Copy out the lines of every item below with no changes of any kind.

[Labeling and segmentation records]

┌──

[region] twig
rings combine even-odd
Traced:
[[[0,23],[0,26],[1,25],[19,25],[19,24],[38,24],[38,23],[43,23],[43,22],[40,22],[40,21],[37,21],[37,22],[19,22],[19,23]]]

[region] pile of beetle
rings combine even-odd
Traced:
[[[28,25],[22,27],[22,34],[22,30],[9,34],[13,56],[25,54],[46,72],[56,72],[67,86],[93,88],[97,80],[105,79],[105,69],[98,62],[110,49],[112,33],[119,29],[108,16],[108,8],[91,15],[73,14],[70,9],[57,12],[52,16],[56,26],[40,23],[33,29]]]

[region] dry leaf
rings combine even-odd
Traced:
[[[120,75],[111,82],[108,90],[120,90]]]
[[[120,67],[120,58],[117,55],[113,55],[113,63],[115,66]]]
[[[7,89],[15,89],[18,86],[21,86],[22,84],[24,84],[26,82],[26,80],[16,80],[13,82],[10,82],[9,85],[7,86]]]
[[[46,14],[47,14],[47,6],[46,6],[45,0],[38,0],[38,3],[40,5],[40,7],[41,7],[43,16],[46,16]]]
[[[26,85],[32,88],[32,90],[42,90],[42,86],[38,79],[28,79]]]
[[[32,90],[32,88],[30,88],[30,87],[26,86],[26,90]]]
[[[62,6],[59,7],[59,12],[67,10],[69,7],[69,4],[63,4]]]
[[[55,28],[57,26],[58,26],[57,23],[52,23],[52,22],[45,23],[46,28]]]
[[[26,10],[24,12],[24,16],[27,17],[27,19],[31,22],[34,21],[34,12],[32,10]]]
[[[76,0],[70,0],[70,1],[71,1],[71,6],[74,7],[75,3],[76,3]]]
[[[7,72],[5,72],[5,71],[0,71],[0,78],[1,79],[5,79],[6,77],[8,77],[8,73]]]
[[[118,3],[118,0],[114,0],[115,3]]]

└──

■ THE RESULT:
[region] twig
rings combine even-odd
Traced:
[[[0,23],[0,26],[1,25],[19,25],[19,24],[38,24],[38,23],[43,23],[43,22],[40,22],[40,21],[37,21],[37,22],[19,22],[19,23]]]

[region] pile of beetle
rings combine even-odd
Traced:
[[[28,25],[22,27],[22,34],[22,30],[9,34],[13,56],[25,54],[46,72],[56,72],[67,86],[93,88],[97,80],[105,79],[105,69],[98,62],[110,49],[112,33],[119,29],[108,16],[108,8],[91,15],[73,14],[70,9],[57,12],[52,16],[56,26],[40,23],[33,29]]]

[region] dry leaf
rings combine even-odd
Traced:
[[[120,75],[111,82],[108,90],[120,90]]]
[[[120,67],[120,58],[117,55],[113,55],[113,63],[115,66]]]
[[[7,89],[15,89],[18,86],[21,86],[22,84],[24,84],[26,82],[26,80],[16,80],[13,82],[10,82],[9,85],[7,86]]]
[[[46,14],[47,14],[47,6],[46,6],[45,0],[38,0],[38,3],[40,5],[40,7],[41,7],[43,16],[46,16]]]
[[[26,85],[32,88],[32,90],[42,90],[42,86],[38,79],[28,79]]]
[[[32,90],[32,88],[30,88],[30,87],[26,86],[26,90]]]
[[[62,6],[59,7],[59,12],[67,10],[69,7],[69,4],[63,4]]]
[[[55,28],[57,26],[58,26],[57,23],[52,23],[52,22],[45,23],[46,28]]]
[[[26,10],[24,12],[24,16],[27,17],[27,19],[31,22],[34,21],[34,12],[32,10]]]
[[[76,0],[70,0],[70,1],[71,1],[71,6],[74,7],[75,3],[76,3]]]
[[[7,72],[5,72],[5,71],[0,71],[0,78],[1,79],[5,79],[6,77],[8,77],[8,73]]]
[[[118,3],[118,0],[114,0],[115,3]]]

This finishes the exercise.